▽
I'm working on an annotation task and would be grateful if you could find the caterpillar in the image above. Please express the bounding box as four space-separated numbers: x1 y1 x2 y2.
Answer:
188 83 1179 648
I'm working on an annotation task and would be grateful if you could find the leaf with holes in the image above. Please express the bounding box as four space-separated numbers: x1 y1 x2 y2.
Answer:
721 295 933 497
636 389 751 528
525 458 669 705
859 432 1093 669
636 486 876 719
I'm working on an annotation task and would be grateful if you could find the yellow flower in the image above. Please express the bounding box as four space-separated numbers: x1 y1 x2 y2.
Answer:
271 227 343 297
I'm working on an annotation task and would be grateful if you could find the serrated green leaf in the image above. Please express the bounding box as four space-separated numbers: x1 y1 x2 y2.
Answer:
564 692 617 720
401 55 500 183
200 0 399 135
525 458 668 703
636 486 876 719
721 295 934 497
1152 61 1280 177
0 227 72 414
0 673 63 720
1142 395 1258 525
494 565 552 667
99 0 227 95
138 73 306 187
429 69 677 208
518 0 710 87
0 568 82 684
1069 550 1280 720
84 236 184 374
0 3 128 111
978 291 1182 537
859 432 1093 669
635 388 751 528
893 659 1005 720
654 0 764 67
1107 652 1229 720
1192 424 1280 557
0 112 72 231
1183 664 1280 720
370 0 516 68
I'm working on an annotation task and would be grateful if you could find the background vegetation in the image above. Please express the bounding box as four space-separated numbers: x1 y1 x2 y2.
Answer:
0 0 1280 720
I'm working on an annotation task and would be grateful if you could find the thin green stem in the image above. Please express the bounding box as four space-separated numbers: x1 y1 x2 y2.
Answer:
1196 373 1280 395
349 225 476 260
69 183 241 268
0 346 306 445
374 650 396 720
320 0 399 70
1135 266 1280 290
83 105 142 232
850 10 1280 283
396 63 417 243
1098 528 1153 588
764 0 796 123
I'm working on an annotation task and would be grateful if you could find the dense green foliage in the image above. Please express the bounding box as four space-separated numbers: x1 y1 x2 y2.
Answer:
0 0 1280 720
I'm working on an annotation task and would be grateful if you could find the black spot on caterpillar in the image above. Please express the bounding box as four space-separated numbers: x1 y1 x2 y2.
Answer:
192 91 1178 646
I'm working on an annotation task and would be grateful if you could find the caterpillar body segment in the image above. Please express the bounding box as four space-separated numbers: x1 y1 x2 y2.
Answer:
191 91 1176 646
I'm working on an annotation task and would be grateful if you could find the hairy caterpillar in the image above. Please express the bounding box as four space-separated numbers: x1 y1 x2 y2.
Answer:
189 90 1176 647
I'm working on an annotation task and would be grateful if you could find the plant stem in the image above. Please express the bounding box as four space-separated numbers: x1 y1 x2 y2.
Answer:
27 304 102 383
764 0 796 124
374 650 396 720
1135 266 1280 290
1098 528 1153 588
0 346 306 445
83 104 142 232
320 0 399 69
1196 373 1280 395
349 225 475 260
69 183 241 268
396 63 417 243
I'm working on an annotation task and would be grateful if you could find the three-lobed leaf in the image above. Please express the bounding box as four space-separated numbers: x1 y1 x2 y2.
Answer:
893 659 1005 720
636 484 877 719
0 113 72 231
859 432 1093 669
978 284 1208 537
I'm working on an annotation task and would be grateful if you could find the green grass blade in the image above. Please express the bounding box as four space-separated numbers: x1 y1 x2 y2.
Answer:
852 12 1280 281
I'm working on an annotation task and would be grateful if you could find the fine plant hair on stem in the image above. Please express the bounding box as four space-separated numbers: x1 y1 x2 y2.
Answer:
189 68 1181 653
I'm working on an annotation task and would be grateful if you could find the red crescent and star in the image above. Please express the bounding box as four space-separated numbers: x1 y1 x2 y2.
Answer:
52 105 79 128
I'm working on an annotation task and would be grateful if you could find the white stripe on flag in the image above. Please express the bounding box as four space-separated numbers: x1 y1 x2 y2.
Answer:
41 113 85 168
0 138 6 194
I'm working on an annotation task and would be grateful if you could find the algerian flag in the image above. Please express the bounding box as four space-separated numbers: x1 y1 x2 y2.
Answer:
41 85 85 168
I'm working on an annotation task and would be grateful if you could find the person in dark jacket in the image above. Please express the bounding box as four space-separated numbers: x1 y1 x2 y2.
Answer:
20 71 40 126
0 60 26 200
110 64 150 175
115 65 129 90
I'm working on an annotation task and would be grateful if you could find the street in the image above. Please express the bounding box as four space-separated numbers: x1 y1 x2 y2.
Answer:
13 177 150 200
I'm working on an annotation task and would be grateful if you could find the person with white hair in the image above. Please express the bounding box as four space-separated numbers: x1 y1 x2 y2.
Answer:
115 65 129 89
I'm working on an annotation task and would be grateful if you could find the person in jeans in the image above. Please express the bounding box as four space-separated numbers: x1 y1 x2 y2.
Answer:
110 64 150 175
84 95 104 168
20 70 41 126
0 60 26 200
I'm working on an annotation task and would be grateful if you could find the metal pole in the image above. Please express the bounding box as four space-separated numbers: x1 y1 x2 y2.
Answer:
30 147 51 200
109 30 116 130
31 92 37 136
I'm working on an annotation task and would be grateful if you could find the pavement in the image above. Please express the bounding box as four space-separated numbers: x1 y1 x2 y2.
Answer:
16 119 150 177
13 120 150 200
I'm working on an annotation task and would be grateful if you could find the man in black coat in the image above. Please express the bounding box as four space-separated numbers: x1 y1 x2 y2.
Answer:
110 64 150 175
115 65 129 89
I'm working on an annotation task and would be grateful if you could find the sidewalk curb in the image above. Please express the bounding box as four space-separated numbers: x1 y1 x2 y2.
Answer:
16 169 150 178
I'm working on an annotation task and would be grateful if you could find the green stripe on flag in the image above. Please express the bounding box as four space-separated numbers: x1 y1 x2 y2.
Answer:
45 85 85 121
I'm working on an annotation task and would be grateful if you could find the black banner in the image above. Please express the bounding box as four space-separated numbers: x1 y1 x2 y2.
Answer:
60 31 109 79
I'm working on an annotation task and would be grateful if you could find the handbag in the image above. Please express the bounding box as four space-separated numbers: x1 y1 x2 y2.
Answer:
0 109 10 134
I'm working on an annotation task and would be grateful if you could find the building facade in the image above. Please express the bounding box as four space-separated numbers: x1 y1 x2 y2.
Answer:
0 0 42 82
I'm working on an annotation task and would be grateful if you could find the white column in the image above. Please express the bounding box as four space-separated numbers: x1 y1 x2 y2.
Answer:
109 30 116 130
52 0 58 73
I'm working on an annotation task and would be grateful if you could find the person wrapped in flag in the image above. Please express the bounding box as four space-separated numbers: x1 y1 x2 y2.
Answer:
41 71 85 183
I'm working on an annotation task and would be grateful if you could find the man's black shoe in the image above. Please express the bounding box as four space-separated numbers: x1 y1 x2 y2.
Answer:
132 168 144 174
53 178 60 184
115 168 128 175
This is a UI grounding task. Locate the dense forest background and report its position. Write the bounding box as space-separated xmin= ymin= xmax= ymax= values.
△
#### REQUIREMENT:
Lay out every row above as a numbered list, leaving out any blank lines.

#### TASK RESULT:
1. I'm working on an annotation task and would be grateful if you could find the caterpillar in the image above. Please express the bounding box as four space-separated numbers: x1 y1 x2 y2.
2. Answer:
3. 188 83 1179 648
4. I'm working on an annotation task and would be grateful if you could find the leaf with holes in the image above. Please express the bounding box as four space-separated numbers: x1 y1 x2 y2.
5. Answer:
6. 721 295 933 497
7. 636 389 751 528
8. 525 458 669 705
9. 859 432 1093 669
10. 636 486 876 719
11. I'm working on an annotation task and would be grateful if you could find the yellow flower in the image above. Please express the bounding box as four space-separated numbers: x1 y1 x2 y2.
12. Answer:
13. 271 227 343 297
14. I'm working on an annotation task and would be grateful if you could find the serrated green leaf in the image above. Please express the bounding box as four space-separated numbers: x1 y1 x2 y2.
15. Answer:
16. 564 692 617 720
17. 401 55 500 183
18. 200 0 399 135
19. 525 458 668 703
20. 636 486 876 719
21. 721 295 934 497
22. 1152 61 1280 177
23. 0 227 72 414
24. 0 673 63 720
25. 1142 395 1258 525
26. 494 565 552 667
27. 99 0 227 95
28. 138 73 306 187
29. 429 69 677 208
30. 518 0 710 87
31. 0 568 82 684
32. 1069 550 1280 720
33. 84 236 184 374
34. 0 3 128 111
35. 978 291 1182 537
36. 859 432 1093 669
37. 635 388 751 528
38. 893 659 1005 720
39. 654 0 764 67
40. 1107 652 1229 720
41. 1192 424 1280 557
42. 0 112 72 231
43. 1183 664 1280 720
44. 370 0 516 68
45. I'm working on an annotation task and would be grateful if you could find the background vegetation in the image above. Please express the bounding box as four space-separated numbers: x1 y1 x2 y2.
46. Answer:
47. 0 0 1280 720
48. I'm working on an annotation task and would be grateful if you could find the thin green stem in the image above. Please express the bounding box as four space-separated numbers: x1 y1 x2 y2.
49. Answer:
50. 1196 373 1280 395
51. 349 225 476 260
52. 69 183 241 268
53. 0 346 306 445
54. 374 650 396 720
55. 320 0 399 70
56. 1135 266 1280 290
57. 83 105 142 232
58. 850 10 1280 283
59. 396 63 417 243
60. 1098 528 1153 588
61. 764 0 796 123
62. I'm working on an annotation task and would be grateful if you could find the dense green foliage in the image above. Please express the bounding box as four space-separated numbers: x1 y1 x2 y2.
63. Answer:
64. 0 0 1280 720
65. I'm working on an annotation task and would be grateful if you could find the black spot on caterpillar in the image above. Please express the bounding box as four space-separated numbers: x1 y1 x2 y2.
66. Answer:
67. 192 91 1178 646
68. I'm working on an annotation task and would be grateful if you could find the caterpillar body segment in the image above. Please express the bounding box as four space-separated numbers: x1 y1 x2 y2.
69. Answer:
70. 191 91 1176 646
71. I'm working on an annotation task and would be grateful if you could find the hairy caterpillar in the image above. Please express the bounding box as four space-separated numbers: x1 y1 x2 y2.
72. Answer:
73. 189 90 1176 647
74. I'm working on an annotation task and would be grateful if you could find the plant stem in the image above. Please express the bounding box as four space-separated numbers: x1 y1 x2 y2.
75. Answer:
76. 27 304 102 383
77. 764 0 796 124
78. 374 650 396 720
79. 1135 266 1280 290
80. 1098 528 1153 588
81. 0 346 306 445
82. 83 104 142 232
83. 320 0 399 69
84. 1196 373 1280 395
85. 349 225 475 260
86. 69 183 241 268
87. 396 63 417 243
88. I'm working on an annotation task and would be grateful if you could find the three-lobed leaf in the image above. Please express the bounding box as four space-separated numbers: x1 y1 x2 y2.
89. Answer:
90. 893 659 1005 720
91. 636 484 877 719
92. 0 113 72 231
93. 859 432 1093 669
94. 978 284 1208 537
95. I'm working on an annotation task and would be grateful if you could find the green grass blade in the image above. Please express the bounding box as four space-separated numbers: x1 y1 x2 y2.
96. Answer:
97. 852 12 1280 281
98. I'm working on an annotation task and would be grateful if you could find the fine plant hair on stem in the image above. Please express the bounding box as four space-separated numbers: x1 y1 x2 y2.
99. Answer:
100. 189 68 1181 653
101. I'm working on an annotation task and would be grateful if you could find the red crescent and star in the image above. Please express the bounding box as four space-separated numbers: x1 y1 x2 y2.
102. Answer:
103. 52 105 79 128
104. I'm working on an annotation task and would be grateful if you could find the white stripe on flag in the image above. Please express the bounding box as four space-separated numbers: x1 y1 x2 y2.
105. Answer:
106. 41 113 85 168
107. 0 138 6 194
108. I'm working on an annotation task and would be grateful if you could find the algerian flag in the image above. Please express the bounding box as four space-separated numbers: x1 y1 x2 y2.
109. Answer:
110. 41 85 85 168
111. I'm working on an annotation task and would be grateful if you could find the person in dark jacket in the image above. Please express the bounding box as four space-separated numbers: x1 y1 x2 y2.
112. Answer:
113. 20 71 40 126
114. 0 60 26 200
115. 110 64 150 175
116. 115 65 129 90
117. I'm working on an annotation task and would be grateful if you could find the street in the image above. Please express the bounding box as four space-separated numbers: x1 y1 x2 y2.
118. Answer:
119. 13 177 150 200
120. I'm working on an annotation task and would be grateful if you could find the person with white hair in the image above. Please express the bounding box as four space-separated numbers: x1 y1 x2 y2.
121. Answer:
122. 115 65 129 89
123. I'm working on an annotation task and would be grateful if you could find the person in jeans in the image above. Please express the bounding box as four space-separated numbers: x1 y1 x2 y2.
124. Answer:
125. 110 64 150 175
126. 84 95 104 168
127. 20 70 41 126
128. 0 60 26 200
129. I'm working on an annotation task and would be grateful if you could find the metal pole in the image above. Please express the bounding box as four space-separated numbers: x1 y1 x2 y2.
130. Answer:
131. 30 147 51 200
132. 109 30 116 130
133. 31 92 37 136
134. I'm working on an annotation task and would be grateful if you could find the pavement in the image above. Please express the bounding box as four space-separated numbers: x1 y1 x2 y2.
135. Answer:
136. 16 119 150 177
137. 13 120 150 200
138. I'm working on an annotation task and would be grateful if you could find the man in black coat in the image above. Please express the bounding box as four space-separated numbers: x1 y1 x2 y2.
139. Answer:
140. 110 64 150 175
141. 115 65 129 89
142. I'm working on an annotation task and would be grateful if you could find the sidewalk curb in the image above. Please express the bounding box as four space-separated numbers: x1 y1 x2 y2.
143. Answer:
144. 16 169 150 178
145. I'm working on an annotation task and would be grateful if you could find the green stripe on flag in the image above. Please express the bounding box as four space-separated numbers: x1 y1 x2 y2.
146. Answer:
147. 45 85 85 121
148. I'm working on an annotation task and would be grateful if you could find the black banner in the image above. Please express the bounding box as four space-separated numbers: x1 y1 x2 y2.
149. Answer:
150. 60 31 109 79
151. I'm working on an annotation task and would be grateful if you could find the handbag in the image above. Please express the bounding box as four space-separated numbers: x1 y1 x2 y2.
152. Answer:
153. 0 109 10 134
154. I'm working on an annotation task and would be grateful if you could find the building facade in the image above. Please express the bounding box as four space-separated numbers: x1 y1 x2 y2.
155. Answer:
156. 0 0 42 82
157. I'm working on an annotation task and would be grateful if you could find the white column in the image above. Please express the bounding box as four space-separated numbers: x1 y1 x2 y2.
158. Answer:
159. 109 30 116 130
160. 52 0 58 73
161. I'm working on an annotation task and would be grateful if you could find the person wrapped in flag in the image above. Please express the bounding box as four space-separated numbers: x1 y1 x2 y2.
162. Answer:
163. 41 71 85 183
164. I'm working on an annotation task and would be grateful if you could find the man's black shoe in the image above. Please express the bounding box as four space-separated numbers: x1 y1 x2 y2.
165. Answer:
166. 132 168 144 174
167. 53 178 60 184
168. 115 168 128 175
169. This is a UI grounding task. Locate the dense forest background and report its position. Write the bounding box as space-separated xmin= ymin= xmax= ymax= values.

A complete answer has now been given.